[提示本文]:
Monday, April 7, 2014

【前編】UTMF開催直前ワークショップレポート@THE NORTH FACE PRESS ROOM


はじめに

先日のアートスポーツさんで行われた鏑木毅さんによるUTMF/STY対策トークイベント(前編/後編)に続き、4月4日(金)の18時~19時半にThe North Face原宿店さんで行われた三浦務さんによる対策ワークショップに参加してきました。

 本ワークショップの開催通知に記載されていた概要は以下の通りです。

4月25日~27日に開催される距離168km、累積標高9,500m、「ULTRA TRAIL Mt.FUJI 距離88km、累積標高4,700m、「SHIZUOKA TO YAMANASHI」の ワークショップを開催いたします。大会の実行委員会事務局でもあるスタッフがコースや競技規則など、100マイルなど海外レースの経験豊富なショップスタッフがウェアリングやレース対策などの説明を行います。今年出場される方は大会直前の最終確認として、次回以降出場を考えている方は 参考に、是非お気軽にご参加ください。

[ねらい 1]:
本文によると、三浦務さんによる対策ワークショップはいつ、どこで行われたか。
[ねらい 2]:
次の(a)~(c)が本文の内容と合っているかどうかを答え、判断の根拠となる本文の語句をそのまま引用しなさい。
(a) 4月4日のワークショップの講師は鏑木毅さんだった。
(b) 「SHIZUOKA TO YAMANASHI」の距離は88kmである。
(c) 大会は4月25日から27日にかけて開催される。
[ねらい 3]:
本文の「4月25日~27日に開催される」で始まる段落を、主な事実を残して箇条書きに書き改めなさい。
本文に書かれていることだけをもとに答えなさい。

[データ一覧]:

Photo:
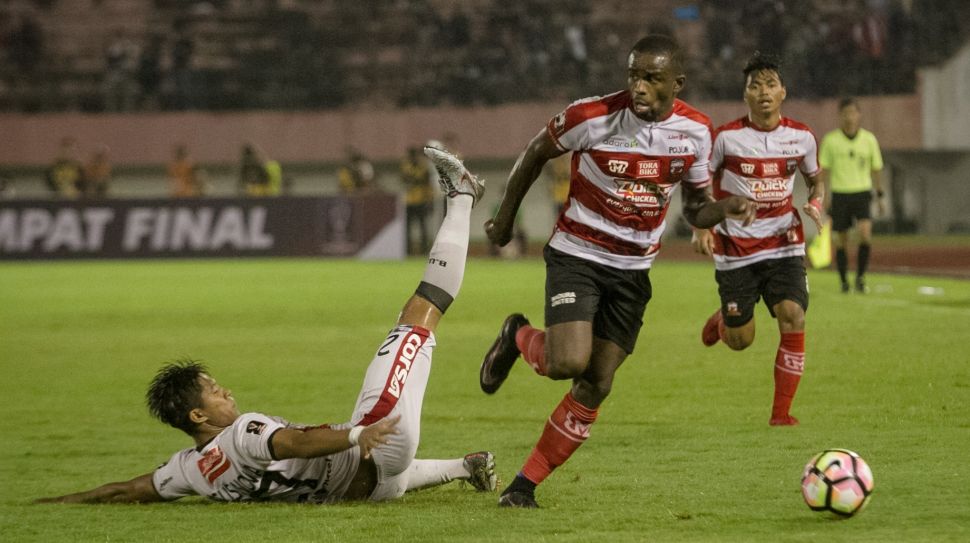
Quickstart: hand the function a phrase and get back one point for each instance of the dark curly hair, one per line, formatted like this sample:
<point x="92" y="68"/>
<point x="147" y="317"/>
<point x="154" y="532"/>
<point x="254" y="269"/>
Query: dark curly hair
<point x="760" y="62"/>
<point x="658" y="44"/>
<point x="175" y="391"/>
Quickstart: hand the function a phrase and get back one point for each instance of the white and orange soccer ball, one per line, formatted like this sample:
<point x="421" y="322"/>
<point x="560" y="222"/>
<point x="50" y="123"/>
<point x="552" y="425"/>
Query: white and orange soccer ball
<point x="837" y="481"/>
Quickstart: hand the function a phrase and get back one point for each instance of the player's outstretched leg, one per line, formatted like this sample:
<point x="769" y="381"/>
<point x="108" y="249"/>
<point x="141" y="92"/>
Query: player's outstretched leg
<point x="477" y="469"/>
<point x="502" y="355"/>
<point x="713" y="329"/>
<point x="789" y="366"/>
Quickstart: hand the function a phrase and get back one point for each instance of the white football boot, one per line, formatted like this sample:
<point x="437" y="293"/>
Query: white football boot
<point x="453" y="177"/>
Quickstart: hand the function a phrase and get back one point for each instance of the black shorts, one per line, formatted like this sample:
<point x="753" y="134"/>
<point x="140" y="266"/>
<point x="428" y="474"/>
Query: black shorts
<point x="848" y="207"/>
<point x="772" y="280"/>
<point x="580" y="290"/>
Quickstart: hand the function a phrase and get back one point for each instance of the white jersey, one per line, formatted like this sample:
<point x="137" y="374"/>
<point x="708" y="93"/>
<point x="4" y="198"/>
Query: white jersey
<point x="238" y="465"/>
<point x="624" y="171"/>
<point x="760" y="165"/>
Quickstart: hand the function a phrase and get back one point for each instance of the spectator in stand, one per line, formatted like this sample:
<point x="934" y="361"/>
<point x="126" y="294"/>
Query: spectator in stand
<point x="418" y="200"/>
<point x="357" y="175"/>
<point x="185" y="177"/>
<point x="149" y="74"/>
<point x="181" y="75"/>
<point x="119" y="88"/>
<point x="26" y="44"/>
<point x="253" y="177"/>
<point x="97" y="174"/>
<point x="65" y="175"/>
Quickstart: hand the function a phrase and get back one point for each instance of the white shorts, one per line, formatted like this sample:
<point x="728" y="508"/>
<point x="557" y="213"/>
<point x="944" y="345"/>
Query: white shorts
<point x="394" y="385"/>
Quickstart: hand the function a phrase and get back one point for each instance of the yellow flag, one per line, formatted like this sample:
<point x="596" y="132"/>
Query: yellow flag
<point x="820" y="249"/>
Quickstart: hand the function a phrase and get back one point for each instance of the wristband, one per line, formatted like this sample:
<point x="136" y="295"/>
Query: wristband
<point x="354" y="434"/>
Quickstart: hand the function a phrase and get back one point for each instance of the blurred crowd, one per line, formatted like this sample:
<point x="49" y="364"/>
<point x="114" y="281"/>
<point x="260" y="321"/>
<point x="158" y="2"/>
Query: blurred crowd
<point x="116" y="55"/>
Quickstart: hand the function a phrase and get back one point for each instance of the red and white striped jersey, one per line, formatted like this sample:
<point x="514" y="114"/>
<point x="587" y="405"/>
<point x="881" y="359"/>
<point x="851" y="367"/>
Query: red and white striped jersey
<point x="624" y="172"/>
<point x="760" y="165"/>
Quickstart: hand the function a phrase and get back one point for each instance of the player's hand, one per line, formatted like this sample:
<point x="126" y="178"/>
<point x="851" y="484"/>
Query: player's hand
<point x="376" y="434"/>
<point x="702" y="241"/>
<point x="740" y="208"/>
<point x="813" y="208"/>
<point x="498" y="232"/>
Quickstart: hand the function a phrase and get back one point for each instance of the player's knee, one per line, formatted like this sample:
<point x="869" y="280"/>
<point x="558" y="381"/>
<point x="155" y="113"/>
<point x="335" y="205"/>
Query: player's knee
<point x="592" y="392"/>
<point x="565" y="367"/>
<point x="738" y="339"/>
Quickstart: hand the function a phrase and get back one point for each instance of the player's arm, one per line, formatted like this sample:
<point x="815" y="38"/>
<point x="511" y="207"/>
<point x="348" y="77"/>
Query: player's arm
<point x="816" y="198"/>
<point x="289" y="443"/>
<point x="880" y="192"/>
<point x="702" y="211"/>
<point x="138" y="490"/>
<point x="527" y="169"/>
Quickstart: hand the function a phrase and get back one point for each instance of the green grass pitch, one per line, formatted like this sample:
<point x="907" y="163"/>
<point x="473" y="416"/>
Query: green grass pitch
<point x="681" y="452"/>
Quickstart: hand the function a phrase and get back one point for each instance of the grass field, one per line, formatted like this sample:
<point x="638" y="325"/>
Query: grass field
<point x="681" y="452"/>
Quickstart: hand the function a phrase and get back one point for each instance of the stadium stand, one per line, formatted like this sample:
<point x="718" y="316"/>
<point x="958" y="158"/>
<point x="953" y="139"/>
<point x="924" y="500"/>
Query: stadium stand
<point x="56" y="55"/>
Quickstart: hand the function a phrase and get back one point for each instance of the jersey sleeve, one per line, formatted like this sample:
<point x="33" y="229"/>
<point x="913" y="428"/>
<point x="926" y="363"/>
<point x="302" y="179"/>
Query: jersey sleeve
<point x="569" y="129"/>
<point x="876" y="153"/>
<point x="699" y="174"/>
<point x="252" y="434"/>
<point x="170" y="478"/>
<point x="717" y="153"/>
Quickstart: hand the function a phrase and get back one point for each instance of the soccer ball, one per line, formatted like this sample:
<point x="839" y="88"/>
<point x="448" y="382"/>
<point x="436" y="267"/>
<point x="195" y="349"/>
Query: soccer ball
<point x="838" y="481"/>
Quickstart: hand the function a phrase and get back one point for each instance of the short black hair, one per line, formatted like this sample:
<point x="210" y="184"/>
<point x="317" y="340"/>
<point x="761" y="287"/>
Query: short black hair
<point x="847" y="101"/>
<point x="660" y="43"/>
<point x="175" y="391"/>
<point x="760" y="62"/>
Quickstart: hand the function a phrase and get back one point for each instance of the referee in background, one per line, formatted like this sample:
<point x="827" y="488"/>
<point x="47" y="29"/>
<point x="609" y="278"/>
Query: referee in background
<point x="850" y="154"/>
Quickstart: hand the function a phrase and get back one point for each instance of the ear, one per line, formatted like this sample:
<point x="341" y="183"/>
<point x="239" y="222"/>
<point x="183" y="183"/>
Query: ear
<point x="198" y="416"/>
<point x="679" y="83"/>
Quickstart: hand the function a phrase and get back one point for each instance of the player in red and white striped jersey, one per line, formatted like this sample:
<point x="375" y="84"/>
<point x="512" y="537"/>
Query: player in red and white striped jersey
<point x="252" y="456"/>
<point x="757" y="157"/>
<point x="630" y="151"/>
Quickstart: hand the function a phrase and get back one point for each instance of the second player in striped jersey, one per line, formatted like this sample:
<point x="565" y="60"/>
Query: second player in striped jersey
<point x="757" y="157"/>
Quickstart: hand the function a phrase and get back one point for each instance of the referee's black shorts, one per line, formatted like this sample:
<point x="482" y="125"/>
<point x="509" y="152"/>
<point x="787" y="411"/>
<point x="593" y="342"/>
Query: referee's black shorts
<point x="848" y="207"/>
<point x="772" y="280"/>
<point x="581" y="290"/>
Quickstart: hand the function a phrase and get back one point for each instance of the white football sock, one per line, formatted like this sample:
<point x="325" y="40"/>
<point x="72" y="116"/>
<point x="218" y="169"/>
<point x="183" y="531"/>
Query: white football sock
<point x="446" y="262"/>
<point x="427" y="473"/>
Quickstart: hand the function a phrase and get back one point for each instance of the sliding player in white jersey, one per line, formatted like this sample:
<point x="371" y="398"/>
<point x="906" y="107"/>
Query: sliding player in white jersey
<point x="252" y="456"/>
<point x="630" y="150"/>
<point x="757" y="157"/>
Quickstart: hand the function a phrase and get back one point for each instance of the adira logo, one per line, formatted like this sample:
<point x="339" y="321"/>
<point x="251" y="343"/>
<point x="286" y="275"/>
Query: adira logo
<point x="402" y="366"/>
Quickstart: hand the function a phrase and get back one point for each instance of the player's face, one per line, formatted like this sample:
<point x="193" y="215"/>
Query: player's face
<point x="764" y="93"/>
<point x="849" y="118"/>
<point x="653" y="84"/>
<point x="217" y="403"/>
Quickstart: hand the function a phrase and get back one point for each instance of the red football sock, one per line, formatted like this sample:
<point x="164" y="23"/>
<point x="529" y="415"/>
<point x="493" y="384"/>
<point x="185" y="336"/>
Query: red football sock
<point x="532" y="344"/>
<point x="565" y="431"/>
<point x="789" y="364"/>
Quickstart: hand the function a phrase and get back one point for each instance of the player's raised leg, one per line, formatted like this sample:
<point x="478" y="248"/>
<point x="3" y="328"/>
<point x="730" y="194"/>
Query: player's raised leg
<point x="789" y="361"/>
<point x="397" y="377"/>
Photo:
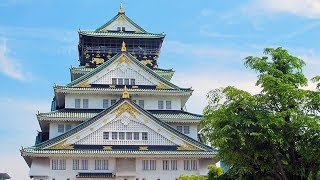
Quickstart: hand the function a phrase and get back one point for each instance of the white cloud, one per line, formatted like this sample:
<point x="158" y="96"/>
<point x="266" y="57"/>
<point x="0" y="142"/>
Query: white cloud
<point x="204" y="82"/>
<point x="305" y="8"/>
<point x="203" y="51"/>
<point x="9" y="66"/>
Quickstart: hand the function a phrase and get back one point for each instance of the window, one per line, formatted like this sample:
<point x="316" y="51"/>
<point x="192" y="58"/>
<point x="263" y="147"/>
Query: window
<point x="58" y="164"/>
<point x="126" y="82"/>
<point x="77" y="103"/>
<point x="190" y="165"/>
<point x="186" y="129"/>
<point x="84" y="164"/>
<point x="68" y="127"/>
<point x="114" y="135"/>
<point x="75" y="164"/>
<point x="144" y="136"/>
<point x="114" y="81"/>
<point x="133" y="81"/>
<point x="136" y="136"/>
<point x="101" y="164"/>
<point x="160" y="104"/>
<point x="166" y="165"/>
<point x="121" y="135"/>
<point x="105" y="103"/>
<point x="153" y="165"/>
<point x="60" y="128"/>
<point x="113" y="101"/>
<point x="141" y="103"/>
<point x="174" y="164"/>
<point x="106" y="135"/>
<point x="149" y="164"/>
<point x="129" y="135"/>
<point x="85" y="103"/>
<point x="168" y="104"/>
<point x="120" y="81"/>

[模範解答 1]:
4月4日(金)の18時~19時半に、The North Face原宿店で行われた。

[模範解答 2]:
(a) 合っていない。「三浦務さんによる対策ワークショップ」
(b) 合っている。「距離88km、累積標高4,700m、「SHIZUOKA TO YAMANASHI」」
(c) 合っている。「4月25日~27日に開催される」

[模範解答 3]:
- 大会日程:4月25日~27日
- 対象レース:「ULTRA TRAIL Mt.FUJI」(距離168km、累積標高9,500m)と「SHIZUOKA TO YAMANASHI」(距離88km、累積標高4,700m)
- 説明内容:大会の実行委員会事務局でもあるスタッフがコースや競技規則を、100マイルなど海外レースの経験が豊富なショップスタッフがウェアリングやレース対策を説明する
- 参加の目的:今年出場する人は大会直前の最終確認として、次回以降の出場を考えている人は参考として参加できる